### Directions:
Retype the records word for word, beginning with the line that contains "Locate the golden brown" and ending with the line that contains "0, 0, 47, 60", both included.

### Data for the task:
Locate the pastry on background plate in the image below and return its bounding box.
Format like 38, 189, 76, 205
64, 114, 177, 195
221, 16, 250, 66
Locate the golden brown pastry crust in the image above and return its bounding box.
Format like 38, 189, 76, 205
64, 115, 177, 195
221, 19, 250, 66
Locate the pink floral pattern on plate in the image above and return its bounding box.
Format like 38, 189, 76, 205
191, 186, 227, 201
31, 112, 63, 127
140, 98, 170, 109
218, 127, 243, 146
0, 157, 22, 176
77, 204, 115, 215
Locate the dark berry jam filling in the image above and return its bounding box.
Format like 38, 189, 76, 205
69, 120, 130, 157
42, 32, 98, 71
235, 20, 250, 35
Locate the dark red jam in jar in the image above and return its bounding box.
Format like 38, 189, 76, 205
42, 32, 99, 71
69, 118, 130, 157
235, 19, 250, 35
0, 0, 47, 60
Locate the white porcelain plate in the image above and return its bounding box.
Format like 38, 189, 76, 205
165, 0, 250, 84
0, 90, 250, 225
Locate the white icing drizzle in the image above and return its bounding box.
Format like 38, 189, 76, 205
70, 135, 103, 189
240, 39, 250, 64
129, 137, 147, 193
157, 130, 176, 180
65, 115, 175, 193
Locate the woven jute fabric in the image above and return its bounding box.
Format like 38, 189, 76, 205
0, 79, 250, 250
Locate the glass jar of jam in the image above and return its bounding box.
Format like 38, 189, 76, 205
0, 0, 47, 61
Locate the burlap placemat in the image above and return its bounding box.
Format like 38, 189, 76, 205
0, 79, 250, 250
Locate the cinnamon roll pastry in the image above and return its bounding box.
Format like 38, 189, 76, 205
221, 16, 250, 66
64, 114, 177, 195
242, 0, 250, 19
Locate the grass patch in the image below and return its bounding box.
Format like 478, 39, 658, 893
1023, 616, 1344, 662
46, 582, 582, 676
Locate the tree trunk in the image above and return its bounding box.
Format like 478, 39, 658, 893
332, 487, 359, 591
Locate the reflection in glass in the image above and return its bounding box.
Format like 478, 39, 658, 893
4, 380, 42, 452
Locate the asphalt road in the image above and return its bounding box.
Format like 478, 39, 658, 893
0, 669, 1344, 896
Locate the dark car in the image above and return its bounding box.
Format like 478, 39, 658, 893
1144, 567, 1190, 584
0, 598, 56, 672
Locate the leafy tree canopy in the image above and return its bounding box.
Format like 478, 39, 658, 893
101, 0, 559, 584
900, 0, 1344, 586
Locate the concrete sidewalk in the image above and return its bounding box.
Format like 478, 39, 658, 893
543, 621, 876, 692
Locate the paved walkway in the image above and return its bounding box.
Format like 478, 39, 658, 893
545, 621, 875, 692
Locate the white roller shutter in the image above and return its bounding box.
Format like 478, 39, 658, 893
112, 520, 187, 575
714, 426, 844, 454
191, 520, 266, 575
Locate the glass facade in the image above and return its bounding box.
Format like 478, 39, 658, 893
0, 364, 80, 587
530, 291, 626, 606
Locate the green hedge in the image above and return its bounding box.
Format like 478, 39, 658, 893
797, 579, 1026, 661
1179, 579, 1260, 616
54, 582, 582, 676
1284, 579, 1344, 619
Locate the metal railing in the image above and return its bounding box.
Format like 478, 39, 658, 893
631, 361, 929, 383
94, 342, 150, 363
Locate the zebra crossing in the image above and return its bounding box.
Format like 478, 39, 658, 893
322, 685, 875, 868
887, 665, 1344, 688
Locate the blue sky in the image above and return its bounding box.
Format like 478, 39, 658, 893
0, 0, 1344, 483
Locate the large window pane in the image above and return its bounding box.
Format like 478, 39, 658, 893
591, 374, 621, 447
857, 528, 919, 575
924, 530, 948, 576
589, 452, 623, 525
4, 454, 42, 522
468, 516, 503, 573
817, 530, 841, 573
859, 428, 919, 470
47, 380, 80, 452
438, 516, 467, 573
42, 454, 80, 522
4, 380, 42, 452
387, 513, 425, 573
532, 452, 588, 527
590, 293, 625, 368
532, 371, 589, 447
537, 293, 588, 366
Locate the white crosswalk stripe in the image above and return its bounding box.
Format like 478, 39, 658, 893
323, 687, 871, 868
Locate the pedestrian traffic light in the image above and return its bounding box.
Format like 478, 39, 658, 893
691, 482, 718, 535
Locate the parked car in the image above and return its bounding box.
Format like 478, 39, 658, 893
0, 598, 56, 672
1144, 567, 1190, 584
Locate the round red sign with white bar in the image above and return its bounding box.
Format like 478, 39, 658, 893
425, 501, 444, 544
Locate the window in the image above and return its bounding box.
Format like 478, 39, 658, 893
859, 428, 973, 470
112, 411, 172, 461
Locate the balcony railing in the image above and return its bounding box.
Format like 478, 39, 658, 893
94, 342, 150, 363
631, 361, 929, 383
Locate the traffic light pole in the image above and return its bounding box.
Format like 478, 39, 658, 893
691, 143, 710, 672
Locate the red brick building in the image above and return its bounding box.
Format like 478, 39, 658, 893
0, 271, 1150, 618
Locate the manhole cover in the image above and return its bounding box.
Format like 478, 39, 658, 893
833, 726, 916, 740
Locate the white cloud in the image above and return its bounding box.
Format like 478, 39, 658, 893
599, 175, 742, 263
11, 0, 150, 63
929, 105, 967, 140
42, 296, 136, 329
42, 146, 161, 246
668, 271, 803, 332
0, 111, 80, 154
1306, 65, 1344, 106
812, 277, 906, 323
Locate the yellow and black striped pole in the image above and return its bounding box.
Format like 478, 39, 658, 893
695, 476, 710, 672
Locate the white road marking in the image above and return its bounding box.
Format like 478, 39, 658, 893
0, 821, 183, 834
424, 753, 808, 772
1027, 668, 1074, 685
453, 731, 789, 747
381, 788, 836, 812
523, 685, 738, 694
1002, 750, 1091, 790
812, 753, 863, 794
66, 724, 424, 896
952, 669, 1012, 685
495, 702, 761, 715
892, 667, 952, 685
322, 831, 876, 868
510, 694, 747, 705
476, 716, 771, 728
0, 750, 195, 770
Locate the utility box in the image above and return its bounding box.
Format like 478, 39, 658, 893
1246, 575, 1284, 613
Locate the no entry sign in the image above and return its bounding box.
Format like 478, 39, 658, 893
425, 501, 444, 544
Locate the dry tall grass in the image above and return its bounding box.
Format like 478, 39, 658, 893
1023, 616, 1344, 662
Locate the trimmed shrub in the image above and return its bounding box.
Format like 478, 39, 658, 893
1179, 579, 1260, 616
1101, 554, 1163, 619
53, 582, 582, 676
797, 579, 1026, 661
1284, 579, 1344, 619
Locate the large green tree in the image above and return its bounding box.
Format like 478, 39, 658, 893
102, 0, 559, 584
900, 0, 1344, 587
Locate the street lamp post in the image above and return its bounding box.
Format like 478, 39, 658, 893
--
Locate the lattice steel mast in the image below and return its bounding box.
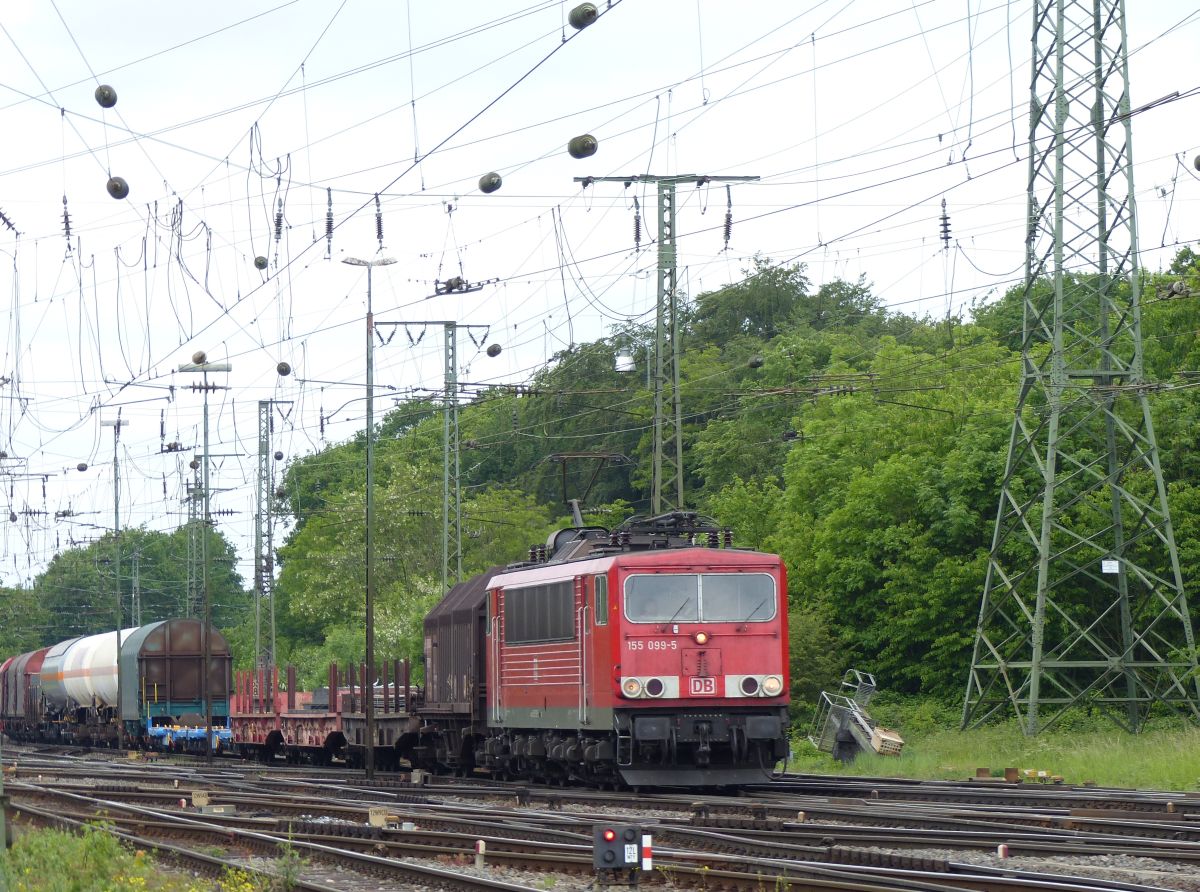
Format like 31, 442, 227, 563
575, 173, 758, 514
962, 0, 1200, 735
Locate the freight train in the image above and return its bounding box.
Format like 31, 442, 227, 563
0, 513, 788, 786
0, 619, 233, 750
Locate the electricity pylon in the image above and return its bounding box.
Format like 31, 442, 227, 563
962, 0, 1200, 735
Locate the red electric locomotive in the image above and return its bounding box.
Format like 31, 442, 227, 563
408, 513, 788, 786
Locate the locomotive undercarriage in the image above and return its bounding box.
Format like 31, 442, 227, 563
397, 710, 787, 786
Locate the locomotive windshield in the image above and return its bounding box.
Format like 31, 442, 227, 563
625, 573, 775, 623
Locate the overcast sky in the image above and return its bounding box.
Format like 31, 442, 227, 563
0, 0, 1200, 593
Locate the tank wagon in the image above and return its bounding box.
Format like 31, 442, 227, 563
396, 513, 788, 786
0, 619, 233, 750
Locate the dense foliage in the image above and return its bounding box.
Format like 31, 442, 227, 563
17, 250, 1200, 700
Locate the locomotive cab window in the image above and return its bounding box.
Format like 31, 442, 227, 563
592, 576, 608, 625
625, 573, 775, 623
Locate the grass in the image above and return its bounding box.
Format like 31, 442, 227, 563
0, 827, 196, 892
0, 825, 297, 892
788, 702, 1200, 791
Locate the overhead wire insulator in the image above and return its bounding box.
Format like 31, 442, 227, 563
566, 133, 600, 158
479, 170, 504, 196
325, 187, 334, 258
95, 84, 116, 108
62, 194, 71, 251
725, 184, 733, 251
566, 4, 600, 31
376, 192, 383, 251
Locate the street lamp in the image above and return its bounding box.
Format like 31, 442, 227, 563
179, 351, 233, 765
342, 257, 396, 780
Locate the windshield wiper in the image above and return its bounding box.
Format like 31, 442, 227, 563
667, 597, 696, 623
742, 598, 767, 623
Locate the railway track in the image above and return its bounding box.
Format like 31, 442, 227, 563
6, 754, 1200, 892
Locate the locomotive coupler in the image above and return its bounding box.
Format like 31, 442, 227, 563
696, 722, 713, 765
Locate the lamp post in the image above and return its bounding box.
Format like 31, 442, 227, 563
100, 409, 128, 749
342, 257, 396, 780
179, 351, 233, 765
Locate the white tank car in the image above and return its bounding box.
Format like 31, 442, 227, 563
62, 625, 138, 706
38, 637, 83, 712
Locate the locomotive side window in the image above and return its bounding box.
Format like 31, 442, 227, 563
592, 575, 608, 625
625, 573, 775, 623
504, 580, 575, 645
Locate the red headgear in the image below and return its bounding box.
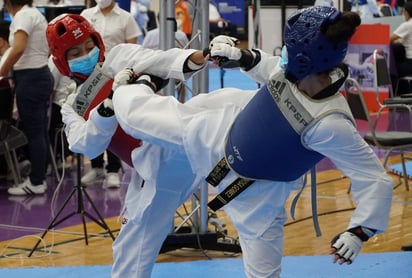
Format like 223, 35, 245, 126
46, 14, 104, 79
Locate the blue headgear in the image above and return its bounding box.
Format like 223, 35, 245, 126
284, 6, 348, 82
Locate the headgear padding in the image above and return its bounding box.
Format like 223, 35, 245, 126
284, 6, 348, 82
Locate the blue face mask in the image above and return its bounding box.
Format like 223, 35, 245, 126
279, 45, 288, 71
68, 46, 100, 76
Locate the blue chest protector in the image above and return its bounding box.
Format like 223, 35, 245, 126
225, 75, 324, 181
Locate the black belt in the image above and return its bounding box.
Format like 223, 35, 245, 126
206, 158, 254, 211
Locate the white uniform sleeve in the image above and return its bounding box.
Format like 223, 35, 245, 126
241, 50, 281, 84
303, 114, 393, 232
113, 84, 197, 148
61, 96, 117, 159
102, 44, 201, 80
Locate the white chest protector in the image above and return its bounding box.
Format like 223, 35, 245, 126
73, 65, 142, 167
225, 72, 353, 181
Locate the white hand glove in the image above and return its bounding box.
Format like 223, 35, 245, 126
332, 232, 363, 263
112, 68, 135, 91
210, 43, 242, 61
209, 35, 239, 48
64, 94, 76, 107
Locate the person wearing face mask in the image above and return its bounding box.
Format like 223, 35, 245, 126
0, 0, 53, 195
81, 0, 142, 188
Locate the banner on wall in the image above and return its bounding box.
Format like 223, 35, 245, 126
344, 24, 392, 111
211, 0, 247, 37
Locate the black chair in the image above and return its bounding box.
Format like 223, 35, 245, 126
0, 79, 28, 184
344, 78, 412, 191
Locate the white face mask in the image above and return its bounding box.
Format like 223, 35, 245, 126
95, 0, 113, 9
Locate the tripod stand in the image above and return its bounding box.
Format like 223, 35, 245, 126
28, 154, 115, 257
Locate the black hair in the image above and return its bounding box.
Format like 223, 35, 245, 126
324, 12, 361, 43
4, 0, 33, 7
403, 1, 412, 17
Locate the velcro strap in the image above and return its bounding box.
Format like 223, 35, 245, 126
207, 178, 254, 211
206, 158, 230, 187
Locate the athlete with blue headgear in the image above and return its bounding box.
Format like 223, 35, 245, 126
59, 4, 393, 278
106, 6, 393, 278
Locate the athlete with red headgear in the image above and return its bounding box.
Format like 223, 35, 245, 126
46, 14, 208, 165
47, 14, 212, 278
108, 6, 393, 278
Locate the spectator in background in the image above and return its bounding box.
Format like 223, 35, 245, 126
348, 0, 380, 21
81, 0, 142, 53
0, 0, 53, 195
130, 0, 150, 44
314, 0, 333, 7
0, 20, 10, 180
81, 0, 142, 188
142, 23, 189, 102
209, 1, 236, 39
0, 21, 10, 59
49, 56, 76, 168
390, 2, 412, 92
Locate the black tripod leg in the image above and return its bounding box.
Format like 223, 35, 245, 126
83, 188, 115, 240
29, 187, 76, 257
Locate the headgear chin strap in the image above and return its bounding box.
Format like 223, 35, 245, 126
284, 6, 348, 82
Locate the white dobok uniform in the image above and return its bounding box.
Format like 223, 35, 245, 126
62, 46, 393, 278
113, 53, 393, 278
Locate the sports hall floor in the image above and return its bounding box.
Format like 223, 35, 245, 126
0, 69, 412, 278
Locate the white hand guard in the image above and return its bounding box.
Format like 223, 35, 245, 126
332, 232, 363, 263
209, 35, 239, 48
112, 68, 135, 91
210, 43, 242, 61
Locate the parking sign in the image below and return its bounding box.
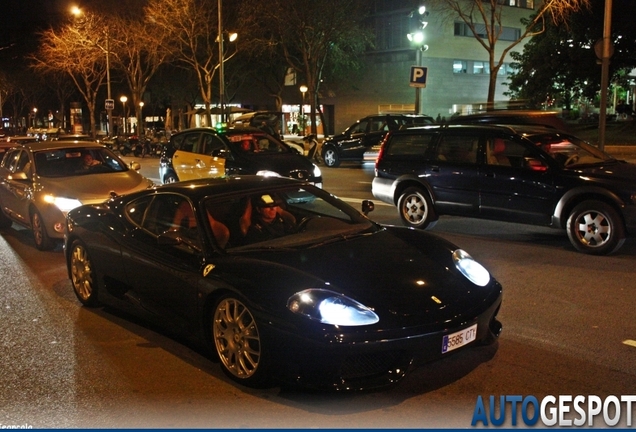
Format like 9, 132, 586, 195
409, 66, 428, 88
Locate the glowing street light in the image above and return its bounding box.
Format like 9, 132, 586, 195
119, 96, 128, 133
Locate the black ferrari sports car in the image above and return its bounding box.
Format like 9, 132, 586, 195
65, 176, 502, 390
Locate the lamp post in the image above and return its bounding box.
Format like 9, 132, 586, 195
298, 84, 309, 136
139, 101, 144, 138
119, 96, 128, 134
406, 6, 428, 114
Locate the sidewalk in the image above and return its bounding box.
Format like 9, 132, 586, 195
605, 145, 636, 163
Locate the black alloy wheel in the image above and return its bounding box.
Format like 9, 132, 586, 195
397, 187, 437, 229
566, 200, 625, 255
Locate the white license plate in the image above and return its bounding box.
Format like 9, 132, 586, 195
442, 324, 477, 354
==
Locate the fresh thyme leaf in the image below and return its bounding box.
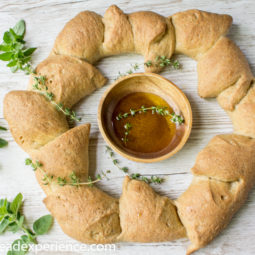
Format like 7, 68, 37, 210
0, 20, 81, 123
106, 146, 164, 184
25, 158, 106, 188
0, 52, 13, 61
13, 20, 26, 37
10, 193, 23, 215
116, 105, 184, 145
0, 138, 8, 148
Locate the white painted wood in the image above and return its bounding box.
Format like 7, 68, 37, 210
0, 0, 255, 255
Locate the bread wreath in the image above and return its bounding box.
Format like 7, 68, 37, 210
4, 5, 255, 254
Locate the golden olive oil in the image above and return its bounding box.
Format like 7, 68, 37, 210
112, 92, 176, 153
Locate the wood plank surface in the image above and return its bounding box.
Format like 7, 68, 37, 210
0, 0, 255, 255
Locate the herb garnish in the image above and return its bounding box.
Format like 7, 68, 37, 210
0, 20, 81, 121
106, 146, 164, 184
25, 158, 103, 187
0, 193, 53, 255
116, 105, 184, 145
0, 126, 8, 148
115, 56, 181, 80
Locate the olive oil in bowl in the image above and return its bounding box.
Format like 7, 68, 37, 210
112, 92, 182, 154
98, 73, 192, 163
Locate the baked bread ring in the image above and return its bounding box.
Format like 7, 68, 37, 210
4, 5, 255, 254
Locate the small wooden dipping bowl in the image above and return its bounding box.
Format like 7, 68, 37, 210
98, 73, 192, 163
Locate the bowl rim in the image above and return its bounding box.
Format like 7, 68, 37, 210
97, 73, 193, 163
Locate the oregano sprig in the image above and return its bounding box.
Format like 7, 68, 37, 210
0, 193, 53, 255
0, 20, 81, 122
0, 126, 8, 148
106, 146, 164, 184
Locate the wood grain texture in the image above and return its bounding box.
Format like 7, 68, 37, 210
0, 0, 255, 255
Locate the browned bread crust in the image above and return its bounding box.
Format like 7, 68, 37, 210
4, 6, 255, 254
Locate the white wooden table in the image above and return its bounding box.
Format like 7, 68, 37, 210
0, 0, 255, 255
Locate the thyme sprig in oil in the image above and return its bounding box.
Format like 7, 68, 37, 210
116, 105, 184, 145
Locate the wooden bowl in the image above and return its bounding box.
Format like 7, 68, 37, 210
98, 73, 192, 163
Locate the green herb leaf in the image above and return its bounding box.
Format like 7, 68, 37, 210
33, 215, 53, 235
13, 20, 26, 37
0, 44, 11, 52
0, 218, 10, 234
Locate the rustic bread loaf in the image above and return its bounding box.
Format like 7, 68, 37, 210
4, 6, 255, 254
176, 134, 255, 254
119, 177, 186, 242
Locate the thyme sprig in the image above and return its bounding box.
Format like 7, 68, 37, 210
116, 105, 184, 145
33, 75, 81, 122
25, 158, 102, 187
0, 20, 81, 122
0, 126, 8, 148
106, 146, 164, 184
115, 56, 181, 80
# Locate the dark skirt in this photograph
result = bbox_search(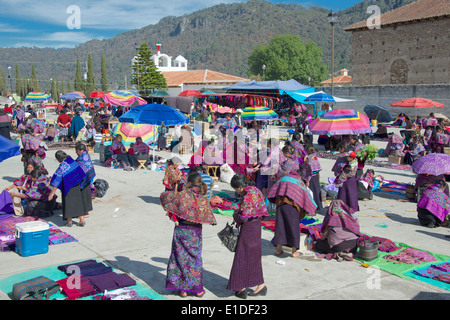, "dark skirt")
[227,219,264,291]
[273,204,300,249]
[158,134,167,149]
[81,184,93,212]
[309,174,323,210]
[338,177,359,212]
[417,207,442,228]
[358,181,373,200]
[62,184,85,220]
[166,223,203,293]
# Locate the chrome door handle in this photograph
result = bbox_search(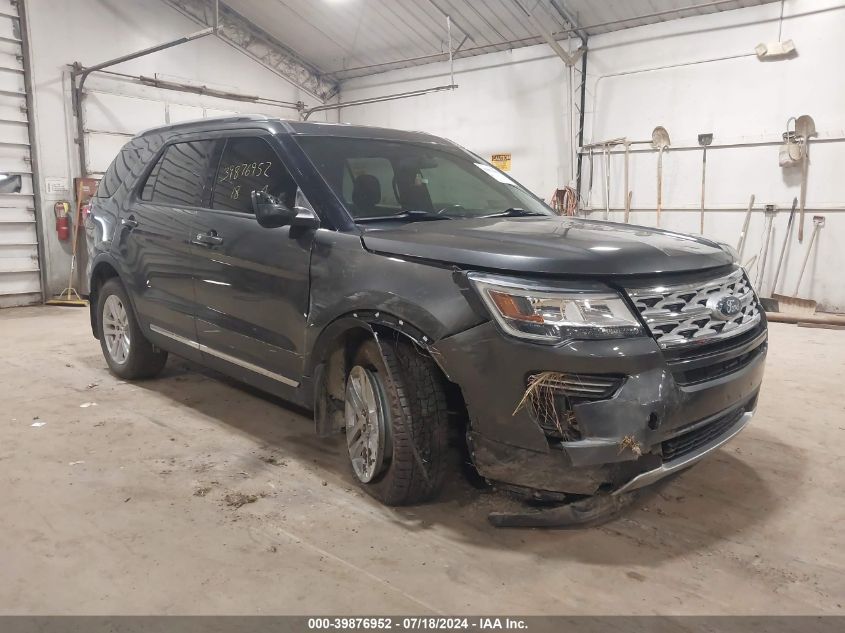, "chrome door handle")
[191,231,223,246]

### Output of the task:
Locate the golden brown pastry crust in the image above and return its bounding box.
Format like 38, 189, 76, 205
64, 115, 177, 195
221, 19, 250, 66
Locate the pink floral pattern on plate in the image above and return its bounding box.
Format like 38, 189, 76, 205
191, 186, 227, 201
31, 112, 63, 127
140, 98, 170, 109
218, 127, 243, 146
0, 157, 22, 176
77, 204, 115, 215
Locate the dark berry jam filling in the image above and return its bounding box.
Format like 38, 189, 76, 205
69, 120, 130, 157
42, 32, 98, 71
235, 20, 250, 35
Locate the dark red jam in jar in the image above and return its bounding box.
Format like 38, 189, 76, 205
42, 32, 99, 71
69, 118, 130, 157
235, 19, 250, 35
0, 0, 47, 60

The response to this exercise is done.